● SHORT PROBLEM: Edit the entries below so that "drop a dot" becomes "place a marker" everywhere it appears, and leave the rest untouched.

━━━━━━

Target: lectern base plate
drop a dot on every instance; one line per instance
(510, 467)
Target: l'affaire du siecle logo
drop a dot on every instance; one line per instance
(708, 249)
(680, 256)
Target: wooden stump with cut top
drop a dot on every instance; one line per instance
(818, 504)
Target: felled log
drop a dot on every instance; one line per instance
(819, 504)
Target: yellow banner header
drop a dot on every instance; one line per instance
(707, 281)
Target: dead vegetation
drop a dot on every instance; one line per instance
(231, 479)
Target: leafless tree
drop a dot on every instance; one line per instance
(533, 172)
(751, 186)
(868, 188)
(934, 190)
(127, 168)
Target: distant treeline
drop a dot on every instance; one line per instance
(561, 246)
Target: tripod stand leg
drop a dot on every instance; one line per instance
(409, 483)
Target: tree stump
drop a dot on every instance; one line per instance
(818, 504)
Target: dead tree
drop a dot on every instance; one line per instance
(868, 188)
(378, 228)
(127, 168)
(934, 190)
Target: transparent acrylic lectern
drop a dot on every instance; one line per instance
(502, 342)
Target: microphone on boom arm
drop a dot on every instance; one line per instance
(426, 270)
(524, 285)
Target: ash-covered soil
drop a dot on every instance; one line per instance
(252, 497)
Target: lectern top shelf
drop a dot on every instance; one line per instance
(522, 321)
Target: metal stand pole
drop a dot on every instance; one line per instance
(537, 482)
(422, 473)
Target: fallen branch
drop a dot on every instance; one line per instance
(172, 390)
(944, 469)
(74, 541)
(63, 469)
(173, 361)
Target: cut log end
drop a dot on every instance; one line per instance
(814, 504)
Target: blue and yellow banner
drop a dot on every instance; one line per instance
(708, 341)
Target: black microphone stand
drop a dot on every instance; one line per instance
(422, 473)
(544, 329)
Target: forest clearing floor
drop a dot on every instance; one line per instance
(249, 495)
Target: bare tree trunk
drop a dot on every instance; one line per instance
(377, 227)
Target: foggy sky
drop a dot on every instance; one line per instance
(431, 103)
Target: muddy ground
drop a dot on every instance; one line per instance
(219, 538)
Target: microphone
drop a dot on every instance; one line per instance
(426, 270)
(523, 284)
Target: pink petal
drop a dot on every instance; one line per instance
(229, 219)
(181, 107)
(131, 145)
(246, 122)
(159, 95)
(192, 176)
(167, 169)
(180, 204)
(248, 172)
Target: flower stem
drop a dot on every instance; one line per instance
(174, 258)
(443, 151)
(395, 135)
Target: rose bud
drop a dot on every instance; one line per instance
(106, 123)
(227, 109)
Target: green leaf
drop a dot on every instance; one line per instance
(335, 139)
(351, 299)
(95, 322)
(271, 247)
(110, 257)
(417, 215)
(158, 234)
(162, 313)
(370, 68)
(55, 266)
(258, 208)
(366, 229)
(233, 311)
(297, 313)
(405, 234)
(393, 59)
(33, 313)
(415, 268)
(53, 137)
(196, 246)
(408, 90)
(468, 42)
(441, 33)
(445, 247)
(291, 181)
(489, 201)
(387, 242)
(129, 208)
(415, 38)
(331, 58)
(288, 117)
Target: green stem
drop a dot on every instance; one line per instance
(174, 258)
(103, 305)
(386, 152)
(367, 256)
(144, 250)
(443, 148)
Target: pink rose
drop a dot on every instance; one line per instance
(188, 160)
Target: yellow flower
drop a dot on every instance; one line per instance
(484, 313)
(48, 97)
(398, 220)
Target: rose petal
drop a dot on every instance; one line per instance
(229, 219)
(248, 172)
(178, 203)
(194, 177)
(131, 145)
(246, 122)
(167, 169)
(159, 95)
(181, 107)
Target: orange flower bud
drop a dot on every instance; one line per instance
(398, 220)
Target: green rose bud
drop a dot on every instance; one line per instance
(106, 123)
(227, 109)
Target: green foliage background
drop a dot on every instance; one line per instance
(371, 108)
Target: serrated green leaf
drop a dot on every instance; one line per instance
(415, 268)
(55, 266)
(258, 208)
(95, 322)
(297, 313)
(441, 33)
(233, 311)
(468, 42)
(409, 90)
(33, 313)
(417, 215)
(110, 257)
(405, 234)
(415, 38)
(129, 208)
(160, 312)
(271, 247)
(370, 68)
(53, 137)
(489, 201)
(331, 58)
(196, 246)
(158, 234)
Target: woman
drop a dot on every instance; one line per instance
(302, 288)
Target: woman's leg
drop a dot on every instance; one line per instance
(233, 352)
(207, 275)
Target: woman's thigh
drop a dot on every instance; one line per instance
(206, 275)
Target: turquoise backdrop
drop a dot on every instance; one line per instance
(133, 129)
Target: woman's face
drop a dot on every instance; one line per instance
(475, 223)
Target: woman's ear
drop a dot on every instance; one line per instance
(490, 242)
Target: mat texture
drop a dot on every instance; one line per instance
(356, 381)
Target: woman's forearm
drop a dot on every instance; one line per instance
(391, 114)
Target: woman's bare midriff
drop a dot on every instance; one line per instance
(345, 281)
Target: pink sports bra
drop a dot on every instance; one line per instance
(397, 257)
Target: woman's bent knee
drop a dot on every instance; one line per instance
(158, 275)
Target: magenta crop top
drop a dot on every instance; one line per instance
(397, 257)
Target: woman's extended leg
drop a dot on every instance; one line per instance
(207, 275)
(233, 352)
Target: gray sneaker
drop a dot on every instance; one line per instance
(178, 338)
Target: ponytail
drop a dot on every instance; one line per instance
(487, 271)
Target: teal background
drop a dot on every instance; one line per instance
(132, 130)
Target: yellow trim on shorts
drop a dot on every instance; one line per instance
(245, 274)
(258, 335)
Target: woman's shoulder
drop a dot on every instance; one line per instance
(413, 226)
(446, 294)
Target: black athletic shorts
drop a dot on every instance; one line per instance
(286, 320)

━━━━━━

● OUTPUT BELOW:
Target: lectern base plate
place a marker on every instance; one line per instance
(510, 467)
Target: l'affaire du siecle logo
place a marker on every instance; one line per instance
(708, 249)
(680, 256)
Target: wooden stump with cut top
place a marker on every instance; one line per instance
(818, 504)
Target: felled log
place a marker on every instance; one line per instance
(819, 504)
Target: yellow banner header
place a marker on every instance; one line per instance
(707, 281)
Target: dead vegetation
place a marker on every instance; one line per instance
(231, 479)
Target: leafless tree
place a marker on every instance; one line per instance
(533, 172)
(751, 186)
(868, 188)
(934, 190)
(127, 168)
Target: distant treeline
place a marker on every instance; one line per instance
(561, 246)
Target: tripod stand leg
place a marker on every instance; one line per instance
(409, 483)
Target: tree stump
place a marker on every instance; one line per instance
(818, 504)
Target: dead tree
place a marker on every instance; one line per instance
(868, 188)
(378, 228)
(127, 168)
(934, 190)
Target: transparent acrylic lectern
place a marker on every instance; one line per instance
(502, 342)
Target: microphone on boom arm
place a marker on every instance; one line per instance
(426, 270)
(524, 285)
Target: ash-covered soil
place a marker on every instance; one line per instance
(252, 497)
Target: lectern top shelf
place a marker on every instance; one line per instance
(522, 321)
Target: metal stand pole
place a marker on every instance; one line per instance
(537, 482)
(422, 473)
Target: fallen branch
place a marker on every instance; one line per instance
(172, 390)
(944, 469)
(74, 541)
(63, 469)
(173, 361)
Target: cut log end
place a marker on every instance; one line per instance
(814, 504)
Target: blue and yellow banner
place a marker on every instance; one line per instance
(708, 341)
Target: black microphone stand
place a marker on every instance; one line per instance
(422, 473)
(544, 329)
Target: forest clearing floor
place a marker on every instance; one line per instance
(249, 495)
Target: bare tree trunk
place a marker on every instance; one line per instance
(377, 227)
Target: foggy sky
place a marker on every instance; one line per instance
(431, 103)
Target: muddy ground
place a marker on every instance; one line per instance
(219, 538)
Target: microphone
place a marker on every instance; one line per instance
(426, 270)
(523, 284)
Target: pink petal
place a marker on every instance; one line per instance
(229, 219)
(181, 107)
(131, 145)
(246, 122)
(159, 95)
(192, 176)
(167, 169)
(180, 204)
(248, 172)
Target: flower stem
place a marker on every instance; one line per instance
(174, 258)
(443, 151)
(395, 135)
Target: rose bud
place a marker on every instance; one line per instance
(106, 123)
(227, 109)
Target: green leaf
place a marker on every instance; one line per instance
(335, 139)
(351, 299)
(95, 322)
(271, 247)
(110, 257)
(417, 215)
(158, 234)
(162, 313)
(370, 68)
(55, 266)
(258, 208)
(366, 229)
(233, 311)
(297, 313)
(405, 234)
(393, 59)
(33, 313)
(415, 268)
(53, 137)
(196, 246)
(408, 90)
(468, 42)
(441, 33)
(445, 247)
(291, 181)
(489, 201)
(387, 242)
(129, 208)
(415, 38)
(331, 58)
(288, 117)
Target: green stem
place a marker on every instance; one line per instance
(174, 258)
(103, 305)
(386, 152)
(367, 256)
(144, 250)
(443, 148)
Target: pink rose
place a marker on every instance; one line per instance
(188, 160)
Target: yellow flower
place a marker on every instance; one line per instance
(484, 313)
(48, 97)
(398, 220)
Target: rose petal
place a marker on every instance; one line per instance
(229, 219)
(248, 172)
(178, 203)
(194, 177)
(131, 145)
(246, 122)
(167, 169)
(159, 95)
(181, 107)
Target: orange flower bud
place a marker on every instance; one line per instance
(398, 220)
Target: green rose bud
place a marker on every instance; one line per instance
(106, 123)
(227, 109)
Target: green foliage background
place a marker on every instance; one line per instance
(371, 108)
Target: serrated green leaf
place a marker on every instance; one line per instance
(415, 268)
(55, 266)
(258, 208)
(95, 322)
(297, 313)
(441, 33)
(233, 311)
(468, 42)
(409, 90)
(33, 313)
(417, 215)
(110, 257)
(405, 234)
(415, 38)
(129, 208)
(160, 312)
(271, 247)
(370, 68)
(53, 137)
(489, 201)
(331, 58)
(196, 246)
(158, 234)
Target: woman
place a marker on every instance; one line per instance
(302, 288)
Target: woman's leg
place a marker on every instance; one line per instance
(233, 352)
(207, 275)
Target: woman's thigh
place a marker on every instance; one line per instance
(206, 275)
Target: turquoise backdrop
place a marker on every instance; one line per instance
(133, 129)
Target: woman's face
place a marker on every instance; one line per instance
(475, 223)
Target: woman's ear
place a marker on every instance; one line per instance
(490, 242)
Target: mat texture
place a marker on every instance; one line per instance
(356, 381)
Target: woman's forearm
place a marker on every instance; one line per instance
(391, 114)
Target: woman's bare midriff
place a marker on every instance; one line per instance
(345, 281)
Target: pink sports bra
place a marker on every instance; one line per instance
(397, 257)
Target: woman's bent knee
place a marker on every instance; one line per instance
(158, 275)
Target: magenta crop top
place a marker on every instance; one line per instance
(397, 257)
Target: woman's extended leg
place a marker on every instance; one line per instance
(207, 275)
(233, 352)
Target: gray sneaker
place a marker on every instance; one line per instance
(178, 338)
Target: ponytail
place a marker on every instance; one line per instance
(487, 271)
Target: teal background
place a marker on every instance; one line per instance
(132, 130)
Target: yellow trim on shorts
place a marker on every instance; one line per instance
(245, 274)
(258, 335)
Target: woman's shoulder
place a marker on every instance; one line per instance
(413, 226)
(446, 294)
Target: black athletic shorts
place a marker on every instance; one line per instance
(286, 320)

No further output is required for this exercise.